■ 取り組む課題:
• a. シリアの人道状況に関する本文のうち、「シリアにおける最近の政権交代」から始まり「化することを計画しています。」で終わる部分を、「世界の医療団」を「当団体」に置き換えて書き直してください。
• b. シリアの人道状況に関する本文によると、戦争中に人道支援活動が著しく妨げられたのはなぜですか。1～3文で説明してください。
• c. シリアの人道状況に関する本文を2文で要約してください。

■ 提示された本文:
シリアにおける最近の政権交代と急速に変化する国内および地域の状況を受けて、世界の医療団は、人道支援を必要とする1670万人のシリアの人々の変化するニーズに対応しています。
過去14年間、シリアの民間人は紛争の矢面に立たされ、数千人の死傷者と数百万人の人々が国内外で避難を余儀なくされ、人道支援の必要性がかつてないレベルに達しました。戦争中、病院、発電所、主要なアクセスルートを含む多くのインフラが攻撃を受け、人道支援活動が著しく妨げられていました。
政治情勢や治安情勢が急速に変化する中、深刻な人道危機は続いています。世界の医療団は、特にシリア国内および国境付近での大規模な避難民に対応しようとしています。2024年11月27日以降、シリア全土で80万人から100万人が避難しており、イドリブ県だけで34万5375人、シリア北東部では10万人以上が避難しています。医療関係者として、世界の医療団は2011年に紛争が始まって以来、シリアの医療体制の崩壊を目の当たりにしてきました。私たちのチームは、新たにアクセスできる地域に行き、現地の医療機関を支援し、強化することを計画しています。

■ 検討する記録:
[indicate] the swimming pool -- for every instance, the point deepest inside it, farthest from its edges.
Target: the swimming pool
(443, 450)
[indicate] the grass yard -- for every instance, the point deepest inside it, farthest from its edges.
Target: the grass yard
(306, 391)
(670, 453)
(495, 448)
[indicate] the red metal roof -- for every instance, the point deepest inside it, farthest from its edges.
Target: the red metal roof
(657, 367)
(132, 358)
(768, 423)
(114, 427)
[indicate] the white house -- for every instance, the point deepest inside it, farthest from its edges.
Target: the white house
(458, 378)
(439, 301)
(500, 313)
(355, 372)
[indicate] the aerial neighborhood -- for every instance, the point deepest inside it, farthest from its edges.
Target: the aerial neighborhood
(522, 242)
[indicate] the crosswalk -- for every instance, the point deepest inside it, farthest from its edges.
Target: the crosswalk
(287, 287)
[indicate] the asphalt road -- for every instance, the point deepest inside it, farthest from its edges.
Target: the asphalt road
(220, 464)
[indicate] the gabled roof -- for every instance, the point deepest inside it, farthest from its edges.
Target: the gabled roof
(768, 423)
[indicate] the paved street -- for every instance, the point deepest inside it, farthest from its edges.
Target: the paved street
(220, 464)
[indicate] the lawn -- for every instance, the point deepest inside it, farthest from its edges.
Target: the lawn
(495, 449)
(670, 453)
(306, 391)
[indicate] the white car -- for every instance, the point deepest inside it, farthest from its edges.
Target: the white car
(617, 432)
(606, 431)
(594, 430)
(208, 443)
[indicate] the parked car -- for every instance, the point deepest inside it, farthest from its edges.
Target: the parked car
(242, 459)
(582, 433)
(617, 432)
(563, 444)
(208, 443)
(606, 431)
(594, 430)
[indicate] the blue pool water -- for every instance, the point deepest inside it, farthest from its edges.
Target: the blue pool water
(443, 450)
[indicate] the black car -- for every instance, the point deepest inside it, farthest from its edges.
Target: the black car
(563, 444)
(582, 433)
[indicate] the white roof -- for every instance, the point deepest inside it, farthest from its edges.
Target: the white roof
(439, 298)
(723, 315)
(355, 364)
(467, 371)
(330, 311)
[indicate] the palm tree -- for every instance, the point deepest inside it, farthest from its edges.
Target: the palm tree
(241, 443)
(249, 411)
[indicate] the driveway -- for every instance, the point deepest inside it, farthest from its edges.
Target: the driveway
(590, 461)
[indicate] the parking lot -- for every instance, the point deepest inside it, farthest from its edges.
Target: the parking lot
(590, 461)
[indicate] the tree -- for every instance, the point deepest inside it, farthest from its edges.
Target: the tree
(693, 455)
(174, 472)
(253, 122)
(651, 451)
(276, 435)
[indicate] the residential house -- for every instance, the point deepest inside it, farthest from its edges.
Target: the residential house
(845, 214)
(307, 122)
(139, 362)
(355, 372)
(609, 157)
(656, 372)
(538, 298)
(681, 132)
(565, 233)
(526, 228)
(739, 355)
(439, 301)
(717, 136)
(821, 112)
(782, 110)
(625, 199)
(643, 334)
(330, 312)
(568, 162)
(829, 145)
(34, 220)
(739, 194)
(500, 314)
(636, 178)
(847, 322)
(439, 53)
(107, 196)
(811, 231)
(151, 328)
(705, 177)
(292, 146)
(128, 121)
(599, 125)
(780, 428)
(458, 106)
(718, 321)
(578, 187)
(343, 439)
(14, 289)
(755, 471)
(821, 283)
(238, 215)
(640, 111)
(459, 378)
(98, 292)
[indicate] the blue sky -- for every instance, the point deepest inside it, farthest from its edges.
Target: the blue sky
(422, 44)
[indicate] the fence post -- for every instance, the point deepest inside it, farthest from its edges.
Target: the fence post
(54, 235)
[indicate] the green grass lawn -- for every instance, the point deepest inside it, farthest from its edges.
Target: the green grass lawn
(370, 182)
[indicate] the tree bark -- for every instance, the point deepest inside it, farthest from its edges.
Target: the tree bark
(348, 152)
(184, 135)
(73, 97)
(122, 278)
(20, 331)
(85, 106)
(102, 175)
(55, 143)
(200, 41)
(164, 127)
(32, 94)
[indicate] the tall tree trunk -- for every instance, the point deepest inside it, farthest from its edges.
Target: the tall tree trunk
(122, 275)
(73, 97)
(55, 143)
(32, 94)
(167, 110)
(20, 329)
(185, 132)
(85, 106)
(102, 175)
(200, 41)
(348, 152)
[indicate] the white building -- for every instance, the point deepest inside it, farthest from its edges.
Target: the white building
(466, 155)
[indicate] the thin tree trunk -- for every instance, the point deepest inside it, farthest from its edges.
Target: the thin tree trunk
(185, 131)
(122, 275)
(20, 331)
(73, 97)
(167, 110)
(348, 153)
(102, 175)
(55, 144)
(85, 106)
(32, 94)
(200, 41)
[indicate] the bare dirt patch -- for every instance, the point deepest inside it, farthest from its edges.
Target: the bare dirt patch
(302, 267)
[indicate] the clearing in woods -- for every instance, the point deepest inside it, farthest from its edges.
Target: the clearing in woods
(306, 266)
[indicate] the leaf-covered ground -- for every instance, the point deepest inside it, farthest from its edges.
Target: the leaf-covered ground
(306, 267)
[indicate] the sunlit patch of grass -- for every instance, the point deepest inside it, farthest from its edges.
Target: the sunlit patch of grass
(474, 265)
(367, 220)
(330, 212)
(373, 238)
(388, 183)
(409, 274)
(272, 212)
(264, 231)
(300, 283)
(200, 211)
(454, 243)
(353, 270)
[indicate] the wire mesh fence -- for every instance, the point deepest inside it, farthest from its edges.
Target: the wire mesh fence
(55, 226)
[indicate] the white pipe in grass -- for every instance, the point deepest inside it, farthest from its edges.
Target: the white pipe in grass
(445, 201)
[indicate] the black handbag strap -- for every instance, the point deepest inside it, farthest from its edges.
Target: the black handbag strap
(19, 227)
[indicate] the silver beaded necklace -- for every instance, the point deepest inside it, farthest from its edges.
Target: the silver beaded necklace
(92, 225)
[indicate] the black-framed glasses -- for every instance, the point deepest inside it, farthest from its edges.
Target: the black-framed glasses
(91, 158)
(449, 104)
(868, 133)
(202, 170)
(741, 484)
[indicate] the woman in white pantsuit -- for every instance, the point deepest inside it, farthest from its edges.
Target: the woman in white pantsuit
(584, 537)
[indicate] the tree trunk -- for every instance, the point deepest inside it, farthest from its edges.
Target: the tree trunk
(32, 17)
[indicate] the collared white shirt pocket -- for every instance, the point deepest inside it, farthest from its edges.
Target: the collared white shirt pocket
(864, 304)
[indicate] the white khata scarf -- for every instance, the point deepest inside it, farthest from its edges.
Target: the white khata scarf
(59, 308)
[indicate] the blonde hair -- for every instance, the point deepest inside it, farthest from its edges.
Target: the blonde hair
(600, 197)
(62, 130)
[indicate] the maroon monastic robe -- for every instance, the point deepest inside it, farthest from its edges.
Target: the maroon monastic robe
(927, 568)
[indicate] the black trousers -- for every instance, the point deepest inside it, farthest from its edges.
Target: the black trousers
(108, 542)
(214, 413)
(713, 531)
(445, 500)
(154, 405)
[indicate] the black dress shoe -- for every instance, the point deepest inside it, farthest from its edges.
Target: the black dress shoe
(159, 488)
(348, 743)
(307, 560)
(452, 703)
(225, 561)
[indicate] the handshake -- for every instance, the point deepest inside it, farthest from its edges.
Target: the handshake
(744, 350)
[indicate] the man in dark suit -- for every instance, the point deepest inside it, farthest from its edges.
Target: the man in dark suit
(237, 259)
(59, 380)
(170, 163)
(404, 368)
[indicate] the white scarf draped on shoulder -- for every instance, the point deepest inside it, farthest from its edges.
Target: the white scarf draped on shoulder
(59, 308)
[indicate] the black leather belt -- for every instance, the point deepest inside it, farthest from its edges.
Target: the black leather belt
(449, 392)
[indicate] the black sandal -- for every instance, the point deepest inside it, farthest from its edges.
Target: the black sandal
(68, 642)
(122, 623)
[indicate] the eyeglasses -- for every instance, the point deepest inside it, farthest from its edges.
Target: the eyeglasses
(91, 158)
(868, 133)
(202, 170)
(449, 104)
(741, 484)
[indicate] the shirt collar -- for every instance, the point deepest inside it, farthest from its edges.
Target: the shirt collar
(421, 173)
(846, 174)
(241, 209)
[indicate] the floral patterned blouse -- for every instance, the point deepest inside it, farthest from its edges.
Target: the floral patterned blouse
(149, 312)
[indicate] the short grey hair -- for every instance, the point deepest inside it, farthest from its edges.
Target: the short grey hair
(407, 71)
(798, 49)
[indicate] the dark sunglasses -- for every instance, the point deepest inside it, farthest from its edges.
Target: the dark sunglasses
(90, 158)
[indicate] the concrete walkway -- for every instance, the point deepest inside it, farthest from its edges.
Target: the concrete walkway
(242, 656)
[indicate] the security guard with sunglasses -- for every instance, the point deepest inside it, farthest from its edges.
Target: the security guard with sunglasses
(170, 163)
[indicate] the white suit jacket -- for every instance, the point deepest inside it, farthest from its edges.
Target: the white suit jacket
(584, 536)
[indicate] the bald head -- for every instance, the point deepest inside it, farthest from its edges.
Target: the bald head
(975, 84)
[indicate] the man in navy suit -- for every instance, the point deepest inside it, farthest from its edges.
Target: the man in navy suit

■ 解答一覧:
• a.
シリアにおける最近の政権交代と急速に変化する国内および地域の状況を受けて、当団体は、人道支援を必要とする1670万人のシリアの人々の変化するニーズに対応しています。
過去14年間、シリアの民間人は紛争の矢面に立たされ、数千人の死傷者と数百万人の人々が国内外で避難を余儀なくされ、人道支援の必要性がかつてないレベルに達しました。戦争中、病院、発電所、主要なアクセスルートを含む多くのインフラが攻撃を受け、人道支援活動が著しく妨げられていました。
政治情勢や治安情勢が急速に変化する中、深刻な人道危機は続いています。当団体は、特にシリア国内および国境付近での大規模な避難民に対応しようとしています。2024年11月27日以降、シリア全土で80万人から100万人が避難しており、イドリブ県だけで34万5375人、シリア北東部では10万人以上が避難しています。医療関係者として、当団体は2011年に紛争が始まって以来、シリアの医療体制の崩壊を目の当たりにしてきました。私たちのチームは、新たにアクセスできる地域に行き、現地の医療機関を支援し、強化することを計画しています。

• b. 戦争中に、病院、発電所、主要なアクセスルートを含む多くのインフラが攻撃を受けたためです。

• c. シリアでの政権交代と国内・地域の状況の急速な変化を受けて、世界の医療団は人道支援を必要とする1670万人のシリアの人々のニーズに対応しています。2024年11月27日以降、シリア全土で80万人から100万人が避難する中、同団体は大規模な避難民に対応しようとしており、新たにアクセスできる地域で現地の医療機関を支援し強化することを計画しています。